▶ Supplied text:

• • •

The Coney Island Velodrome. Source: NY Bike Jumble.
The City Reliquary is home to lesser-known historical oddities, trinkets and possibly the best collection of miniature Statue of Liberty souvenirs. This may be how the City Reliquary became known, but the museum also has a revolving exhibit space along with community events. Now through the end of the summer the exhibit, “Strong Backs and Weak Minds: The Saga of the Coney Island Velodrome” can be viewed.
Long before the days of NASCAR, the public was enthralled by an equally death-defying sport: Motor-Paced Cycling races, which were held at velodromes across the country. What New Yorkers may not know is that The Big Apple was once home to some of the most celebrated cycling venues in the world–Madison Square Garden being one. The Coney Island Velodrome opened July 19, 1930—at the height of cycling’s popularity in the U.S.—on the current site of Luna Park. The stadium held 10,000 spectators. This slice of New York City history was chronicled by Harry Schwartzman of the New York Bike Jumble.

• • •

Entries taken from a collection
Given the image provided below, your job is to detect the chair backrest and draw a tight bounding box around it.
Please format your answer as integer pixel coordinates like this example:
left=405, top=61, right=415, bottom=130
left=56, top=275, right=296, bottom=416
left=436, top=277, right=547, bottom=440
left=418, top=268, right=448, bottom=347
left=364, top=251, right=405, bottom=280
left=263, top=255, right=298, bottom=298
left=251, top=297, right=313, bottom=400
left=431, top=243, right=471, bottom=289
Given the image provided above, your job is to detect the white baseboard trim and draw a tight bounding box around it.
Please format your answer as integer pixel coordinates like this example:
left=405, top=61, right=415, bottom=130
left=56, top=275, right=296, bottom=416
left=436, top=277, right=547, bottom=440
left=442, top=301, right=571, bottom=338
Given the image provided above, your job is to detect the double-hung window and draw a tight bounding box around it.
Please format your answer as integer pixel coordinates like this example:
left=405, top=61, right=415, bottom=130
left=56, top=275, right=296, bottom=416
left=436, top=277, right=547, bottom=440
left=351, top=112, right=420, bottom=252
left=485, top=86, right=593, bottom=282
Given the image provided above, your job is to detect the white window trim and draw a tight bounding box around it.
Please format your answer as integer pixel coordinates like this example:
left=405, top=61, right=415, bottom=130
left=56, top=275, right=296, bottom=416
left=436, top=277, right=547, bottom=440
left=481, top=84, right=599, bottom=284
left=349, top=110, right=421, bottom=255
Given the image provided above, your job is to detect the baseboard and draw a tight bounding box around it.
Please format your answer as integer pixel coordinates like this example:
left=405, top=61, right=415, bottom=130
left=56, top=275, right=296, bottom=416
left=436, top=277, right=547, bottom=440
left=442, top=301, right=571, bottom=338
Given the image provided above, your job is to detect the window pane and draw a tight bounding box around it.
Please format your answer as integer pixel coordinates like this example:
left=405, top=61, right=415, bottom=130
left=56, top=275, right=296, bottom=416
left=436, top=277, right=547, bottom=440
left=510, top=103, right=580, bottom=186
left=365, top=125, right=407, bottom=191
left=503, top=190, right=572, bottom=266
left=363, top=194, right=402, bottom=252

• • •

▶ Directions:
1. Answer these from the velodrome text:
(a) What is the title of the exhibit now on view at the City Reliquary?
(b) On what date did the Coney Island Velodrome open?
(c) How many spectators did the stadium hold?
2. Please set down word for word the part of the velodrome text starting at "The City Reliquary is" and ending at "can be viewed.".

▶ Response list:
1.
(a) “Strong Backs and Weak Minds: The Saga of the Coney Island Velodrome”
(b) July 19, 1930
(c) 10,000

2.
The City Reliquary is home to lesser-known historical oddities, trinkets and possibly the best collection of miniature Statue of Liberty souvenirs. This may be how the City Reliquary became known, but the museum also has a revolving exhibit space along with community events. Now through the end of the summer the exhibit, “Strong Backs and Weak Minds: The Saga of the Coney Island Velodrome” can be viewed.